• _Elenco attività_
1: Modifica il passo del brano sull'arrampicata che comincia con "Sfruttando la corda" e si chiude dopo "noi siamo forti!": riscrivilo mettendo "fune" al posto di "corda".
2: Riporta ogni riga delle voci in cui compare la stringa "positive".

Dopo aver fatto il contrappeso alla falesia di Campione, ho la certezza di poter scalare e non essere parancato come fossi un container al porto di Genova. La coppia più forte delle Alpi si riforma dopo settimane senza avere però alcuna velleità alpinistica ma solo con l’idea di oliare le giunture e sgranchire i piedi per le spalmate granitiche. È come mettere la Nutella su una fetta di pane: se la si tiene nel frigo, la crema si rassoda formando grumi che non si distribuiscono omogeneamente; ma se la si scalda quel tanto, la Nutella si spande sul pane filando soavemente come una ballerina scivola sulle punte delle scarpette.

Cece mi informa che ci becchiamo col Clod e il Guido al Remenno: saranno milioni di anni che non scalo con loro! Sfogliamo la guida passando dalle vie di IV alle estreme salite “da morte sicura” e poi decidiamo di puntare ai monotiri in fessura sparsi nel piccolo paradiso. Ma, ovviamente, i programmi vengono subito smentiti appena passiamo davanti alla cascata del Ferro: Figatron sembra scalabile senza ricorrere alle pinne e alla maschera da sub e così risaliamo la ripida mulattiera alla volta della base della colata d’acqua. Prima però devo sistemare il curriculum: non ho mai salito Mixomiceto e quindi colgo l’occasione per porre rimedio alla gravissima mancanza. Per punizione per essere stata fin’ora snobbata, la via, pur essendo sufficientemente ben chiodata, mi proporrà una certa dose di moderata strizza. I miei piedi sono come un vasetto di crema alle nocciole appena uscito dal frizer; mentre stritolo i piccoli cristalli pensando siano tacce di calcare cerco di sciogliere le dita dei piedi. Sono tentato dal tirare il rinvio e risolvere così ogni problema ma voglio passare in libera e, dopo aver studiato per bene il movimento, esco dal chiave e risalgo alla sosta.

Sfruttando la corda dall’alto passiamo quindi a Sunshine of the Emply Lodus scovando quattro differenti soluzioni; la mia ovviamente è quella più contorta e complicata: probabilmente ho salito il mio primo 8a con un improbabile tallonaggio che permettesse al bacino di restare in posizione. Saliamo anche Annalisa (da secondi) e Ultra Man e quindi, avendo scaldato e rodato i motori ci dirigiamo alla base di Figatron, perchè noi siamo forti!

• _Dati estratti_
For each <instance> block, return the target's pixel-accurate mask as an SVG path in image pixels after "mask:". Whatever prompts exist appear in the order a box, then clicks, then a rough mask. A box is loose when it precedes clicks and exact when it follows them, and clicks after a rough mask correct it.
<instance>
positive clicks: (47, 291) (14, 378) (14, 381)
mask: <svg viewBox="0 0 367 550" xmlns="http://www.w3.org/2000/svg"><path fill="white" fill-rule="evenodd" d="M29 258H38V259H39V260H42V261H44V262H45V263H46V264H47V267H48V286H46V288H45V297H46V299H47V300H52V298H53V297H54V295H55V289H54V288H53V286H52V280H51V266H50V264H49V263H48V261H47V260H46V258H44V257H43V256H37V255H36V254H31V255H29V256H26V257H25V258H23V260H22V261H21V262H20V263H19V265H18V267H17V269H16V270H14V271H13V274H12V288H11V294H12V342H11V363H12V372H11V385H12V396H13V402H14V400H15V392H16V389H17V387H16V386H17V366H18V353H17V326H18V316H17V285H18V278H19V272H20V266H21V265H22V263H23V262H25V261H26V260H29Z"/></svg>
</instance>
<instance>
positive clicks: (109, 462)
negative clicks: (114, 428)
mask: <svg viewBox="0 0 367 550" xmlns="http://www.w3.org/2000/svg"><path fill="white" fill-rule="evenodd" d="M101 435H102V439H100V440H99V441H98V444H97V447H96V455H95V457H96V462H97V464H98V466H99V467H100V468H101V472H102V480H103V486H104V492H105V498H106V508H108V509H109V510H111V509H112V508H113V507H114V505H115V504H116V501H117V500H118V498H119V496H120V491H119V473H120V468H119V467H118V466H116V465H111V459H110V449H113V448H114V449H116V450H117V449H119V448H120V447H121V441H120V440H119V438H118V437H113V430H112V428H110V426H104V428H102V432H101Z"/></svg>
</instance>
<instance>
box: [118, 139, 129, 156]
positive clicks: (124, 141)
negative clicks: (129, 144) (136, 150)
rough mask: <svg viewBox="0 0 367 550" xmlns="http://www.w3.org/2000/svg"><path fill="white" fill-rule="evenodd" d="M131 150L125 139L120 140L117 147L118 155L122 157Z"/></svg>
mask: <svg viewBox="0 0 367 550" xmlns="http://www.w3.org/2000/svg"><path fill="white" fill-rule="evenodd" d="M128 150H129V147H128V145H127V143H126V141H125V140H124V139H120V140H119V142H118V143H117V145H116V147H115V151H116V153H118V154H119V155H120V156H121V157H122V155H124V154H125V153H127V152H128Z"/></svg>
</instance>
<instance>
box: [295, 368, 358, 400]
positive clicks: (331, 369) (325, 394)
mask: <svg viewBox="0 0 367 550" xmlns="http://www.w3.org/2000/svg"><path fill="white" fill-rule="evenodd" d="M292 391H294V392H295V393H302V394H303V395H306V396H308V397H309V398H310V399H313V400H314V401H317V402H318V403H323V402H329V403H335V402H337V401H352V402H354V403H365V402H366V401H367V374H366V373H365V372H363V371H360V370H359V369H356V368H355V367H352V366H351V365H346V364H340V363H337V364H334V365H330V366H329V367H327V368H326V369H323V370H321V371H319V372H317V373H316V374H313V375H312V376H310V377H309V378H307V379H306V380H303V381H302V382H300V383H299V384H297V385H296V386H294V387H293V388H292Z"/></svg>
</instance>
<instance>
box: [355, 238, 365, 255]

• _Risposte per attività_
1:
Sfruttando la fune dall’alto passiamo quindi a Sunshine of the Emply Lodus scovando quattro differenti soluzioni; la mia ovviamente è quella più contorta e complicata: probabilmente ho salito il mio primo 8a con un improbabile tallonaggio che permettesse al bacino di restare in posizione. Saliamo anche Annalisa (da secondi) e Ultra Man e quindi, avendo scaldato e rodato i motori ci dirigiamo alla base di Figatron, perchè noi siamo forti!

2:
positive clicks: (47, 291) (14, 378) (14, 381)
positive clicks: (109, 462)
positive clicks: (124, 141)
positive clicks: (331, 369) (325, 394)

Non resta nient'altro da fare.